* [EXERCISE DETAILS] Arrange every line of the data below as a numbered list, omitting any blank lines.

* [INPUT DATA]
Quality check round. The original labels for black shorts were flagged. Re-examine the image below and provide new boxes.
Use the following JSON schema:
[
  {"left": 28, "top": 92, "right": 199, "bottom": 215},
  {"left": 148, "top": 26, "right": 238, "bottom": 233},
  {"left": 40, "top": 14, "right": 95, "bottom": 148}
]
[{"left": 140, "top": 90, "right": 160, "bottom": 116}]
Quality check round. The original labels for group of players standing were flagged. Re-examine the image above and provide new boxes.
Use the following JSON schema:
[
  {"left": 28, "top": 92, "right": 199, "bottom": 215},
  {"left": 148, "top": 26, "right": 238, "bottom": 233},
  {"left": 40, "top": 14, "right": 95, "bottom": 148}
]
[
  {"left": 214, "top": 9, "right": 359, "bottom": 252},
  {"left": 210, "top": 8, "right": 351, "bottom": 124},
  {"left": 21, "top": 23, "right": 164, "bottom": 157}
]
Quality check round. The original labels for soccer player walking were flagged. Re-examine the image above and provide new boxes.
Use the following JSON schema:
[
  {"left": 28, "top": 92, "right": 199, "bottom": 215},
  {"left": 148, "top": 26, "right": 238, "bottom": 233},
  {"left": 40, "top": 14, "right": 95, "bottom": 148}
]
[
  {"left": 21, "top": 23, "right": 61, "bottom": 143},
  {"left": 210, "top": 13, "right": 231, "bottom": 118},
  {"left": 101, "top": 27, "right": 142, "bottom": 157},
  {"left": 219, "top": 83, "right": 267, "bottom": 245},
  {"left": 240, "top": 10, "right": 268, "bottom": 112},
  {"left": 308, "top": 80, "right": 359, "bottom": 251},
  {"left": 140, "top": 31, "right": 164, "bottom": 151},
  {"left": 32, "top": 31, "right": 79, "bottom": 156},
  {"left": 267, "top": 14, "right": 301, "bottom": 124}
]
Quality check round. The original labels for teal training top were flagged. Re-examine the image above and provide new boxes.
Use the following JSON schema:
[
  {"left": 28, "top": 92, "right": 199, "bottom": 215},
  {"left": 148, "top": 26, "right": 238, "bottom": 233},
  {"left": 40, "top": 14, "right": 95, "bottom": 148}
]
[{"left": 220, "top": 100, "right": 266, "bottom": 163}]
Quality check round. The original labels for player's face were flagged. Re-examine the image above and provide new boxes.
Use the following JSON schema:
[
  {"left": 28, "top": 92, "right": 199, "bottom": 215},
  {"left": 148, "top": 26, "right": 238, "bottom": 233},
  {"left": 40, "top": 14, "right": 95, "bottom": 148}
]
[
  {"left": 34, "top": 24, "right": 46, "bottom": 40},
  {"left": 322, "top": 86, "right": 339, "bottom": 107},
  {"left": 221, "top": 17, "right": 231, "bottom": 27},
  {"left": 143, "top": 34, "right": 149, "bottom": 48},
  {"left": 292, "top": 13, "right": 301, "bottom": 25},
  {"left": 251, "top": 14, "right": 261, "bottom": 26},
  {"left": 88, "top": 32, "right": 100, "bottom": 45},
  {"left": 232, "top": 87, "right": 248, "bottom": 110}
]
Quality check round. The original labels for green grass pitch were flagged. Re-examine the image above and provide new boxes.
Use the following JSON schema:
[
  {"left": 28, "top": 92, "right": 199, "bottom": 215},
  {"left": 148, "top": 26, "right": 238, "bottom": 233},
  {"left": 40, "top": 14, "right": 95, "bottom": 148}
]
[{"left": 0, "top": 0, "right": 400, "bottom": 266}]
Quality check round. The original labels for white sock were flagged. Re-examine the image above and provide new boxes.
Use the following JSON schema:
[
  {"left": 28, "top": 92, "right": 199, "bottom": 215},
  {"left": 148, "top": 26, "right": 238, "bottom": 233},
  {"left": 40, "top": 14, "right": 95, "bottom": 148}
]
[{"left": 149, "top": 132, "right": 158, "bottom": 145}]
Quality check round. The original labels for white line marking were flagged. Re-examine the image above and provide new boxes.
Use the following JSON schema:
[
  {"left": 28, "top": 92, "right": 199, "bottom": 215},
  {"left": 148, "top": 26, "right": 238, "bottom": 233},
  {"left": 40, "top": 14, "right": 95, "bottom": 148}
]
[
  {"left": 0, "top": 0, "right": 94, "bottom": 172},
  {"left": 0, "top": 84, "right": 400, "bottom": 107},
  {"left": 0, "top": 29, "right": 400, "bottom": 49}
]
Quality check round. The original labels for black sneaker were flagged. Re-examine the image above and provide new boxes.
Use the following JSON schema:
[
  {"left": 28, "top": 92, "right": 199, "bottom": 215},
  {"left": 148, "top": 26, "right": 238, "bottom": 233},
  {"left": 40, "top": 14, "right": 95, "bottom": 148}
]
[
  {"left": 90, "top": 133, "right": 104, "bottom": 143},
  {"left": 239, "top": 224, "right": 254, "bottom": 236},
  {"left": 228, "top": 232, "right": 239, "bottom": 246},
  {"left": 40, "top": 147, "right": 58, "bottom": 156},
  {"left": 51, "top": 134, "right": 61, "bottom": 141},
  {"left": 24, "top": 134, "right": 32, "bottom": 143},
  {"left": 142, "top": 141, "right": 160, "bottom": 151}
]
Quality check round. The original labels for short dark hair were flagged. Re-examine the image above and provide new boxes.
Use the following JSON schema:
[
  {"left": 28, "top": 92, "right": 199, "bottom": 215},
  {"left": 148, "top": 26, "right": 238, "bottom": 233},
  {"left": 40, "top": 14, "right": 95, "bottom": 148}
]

* [WORKED ANSWER]
1. Quality check round. The original labels for black shorts were flagged. Re-examine the image below and provide new boxes.
2. Use the following JSON schema:
3. [
4.   {"left": 28, "top": 92, "right": 199, "bottom": 215},
5.   {"left": 148, "top": 26, "right": 238, "bottom": 233},
6.   {"left": 40, "top": 14, "right": 95, "bottom": 148}
7. ]
8. [{"left": 140, "top": 90, "right": 160, "bottom": 116}]
9. Quality check round. The original labels for group of players standing were flagged. Re-examine the image above and provide new boxes.
10. Use the following JSON schema:
11. [
12.   {"left": 28, "top": 92, "right": 199, "bottom": 215},
13.   {"left": 148, "top": 26, "right": 238, "bottom": 233},
14.   {"left": 40, "top": 14, "right": 95, "bottom": 148}
15. ]
16. [
17.   {"left": 214, "top": 9, "right": 359, "bottom": 252},
18.   {"left": 210, "top": 8, "right": 351, "bottom": 124},
19.   {"left": 21, "top": 23, "right": 164, "bottom": 157}
20. ]
21. Quality check round. The original labels for soccer player walking were flagged. Re-examine the image above and provide new boxes.
22. Use the following JSON schema:
23. [
24.   {"left": 28, "top": 92, "right": 199, "bottom": 215},
25.   {"left": 148, "top": 26, "right": 238, "bottom": 233},
26.   {"left": 40, "top": 14, "right": 95, "bottom": 148}
27. ]
28. [
29.   {"left": 21, "top": 23, "right": 61, "bottom": 143},
30.   {"left": 210, "top": 13, "right": 231, "bottom": 118},
31.   {"left": 101, "top": 27, "right": 142, "bottom": 157},
32.   {"left": 219, "top": 83, "right": 267, "bottom": 245},
33.   {"left": 240, "top": 10, "right": 268, "bottom": 112},
34.   {"left": 308, "top": 80, "right": 359, "bottom": 251},
35.   {"left": 140, "top": 31, "right": 164, "bottom": 151},
36.   {"left": 32, "top": 31, "right": 79, "bottom": 156},
37.   {"left": 267, "top": 14, "right": 301, "bottom": 124}
38. ]
39. Quality check round. The original labels for teal training top were flagged. Re-examine the image above and provide new boxes.
40. Use the following JSON schema:
41. [
42.   {"left": 28, "top": 92, "right": 199, "bottom": 215},
43.   {"left": 148, "top": 26, "right": 238, "bottom": 233},
44.   {"left": 40, "top": 14, "right": 95, "bottom": 148}
45. ]
46. [{"left": 220, "top": 100, "right": 266, "bottom": 163}]
47. Quality check round. The original labels for player's face were flagged. Re-examine the image above and provide new boxes.
48. Use the following JSON schema:
49. [
50.   {"left": 28, "top": 92, "right": 199, "bottom": 215},
51.   {"left": 148, "top": 26, "right": 238, "bottom": 233},
52.   {"left": 40, "top": 14, "right": 95, "bottom": 148}
53. ]
54. [
55.   {"left": 34, "top": 24, "right": 46, "bottom": 40},
56.   {"left": 322, "top": 86, "right": 339, "bottom": 107},
57.   {"left": 221, "top": 17, "right": 231, "bottom": 27},
58.   {"left": 143, "top": 34, "right": 149, "bottom": 48},
59.   {"left": 292, "top": 13, "right": 301, "bottom": 25},
60.   {"left": 251, "top": 14, "right": 261, "bottom": 26},
61.   {"left": 88, "top": 32, "right": 100, "bottom": 45},
62.   {"left": 232, "top": 87, "right": 248, "bottom": 110}
63. ]
64. Quality check round. The original labels for green grass pitch were flagged. Re-examine the image above and provide new boxes.
65. Use the following JSON schema:
66. [
67.   {"left": 28, "top": 92, "right": 199, "bottom": 215},
68.   {"left": 148, "top": 26, "right": 238, "bottom": 233},
69.   {"left": 40, "top": 14, "right": 95, "bottom": 148}
70. ]
71. [{"left": 0, "top": 0, "right": 400, "bottom": 266}]
72. Quality check round. The original labels for white sock were flagged. Re-examine the image above and provide new boxes.
73. Use the following JSON schema:
74. [
75.   {"left": 28, "top": 92, "right": 199, "bottom": 215},
76.   {"left": 148, "top": 26, "right": 238, "bottom": 233},
77.   {"left": 40, "top": 14, "right": 95, "bottom": 148}
78. ]
79. [{"left": 149, "top": 132, "right": 158, "bottom": 145}]
80. Quality check round. The original labels for white line marking were flagged. Re-examine the image above and provide new boxes.
81. Use the following JSON schema:
82. [
83.   {"left": 28, "top": 92, "right": 199, "bottom": 215},
84.   {"left": 148, "top": 26, "right": 238, "bottom": 233},
85.   {"left": 40, "top": 14, "right": 95, "bottom": 148}
86. ]
87. [
88.   {"left": 0, "top": 0, "right": 94, "bottom": 172},
89.   {"left": 0, "top": 84, "right": 400, "bottom": 107},
90.   {"left": 0, "top": 29, "right": 400, "bottom": 49}
91. ]
92. Quality check round. The original labels for black sneaker were flagged. Re-examine the image above and provide new boxes.
93. Use the following JSON schema:
94. [
95.   {"left": 28, "top": 92, "right": 199, "bottom": 215},
96.   {"left": 148, "top": 26, "right": 238, "bottom": 233},
97.   {"left": 40, "top": 14, "right": 95, "bottom": 148}
98. ]
99. [
100.   {"left": 90, "top": 133, "right": 104, "bottom": 143},
101.   {"left": 239, "top": 224, "right": 254, "bottom": 236},
102.   {"left": 228, "top": 232, "right": 239, "bottom": 246},
103.   {"left": 40, "top": 147, "right": 58, "bottom": 156},
104.   {"left": 51, "top": 134, "right": 61, "bottom": 141},
105.   {"left": 24, "top": 134, "right": 32, "bottom": 143},
106.   {"left": 142, "top": 141, "right": 160, "bottom": 151}
107. ]
108. Quality check round. The original labels for short dark hair were flagged. Re-examine the image above and provide new boxes.
109. Use the following JSON schema:
110. [
111.   {"left": 28, "top": 92, "right": 199, "bottom": 215},
112.   {"left": 148, "top": 26, "right": 238, "bottom": 233},
113.   {"left": 40, "top": 14, "right": 95, "bottom": 148}
114. ]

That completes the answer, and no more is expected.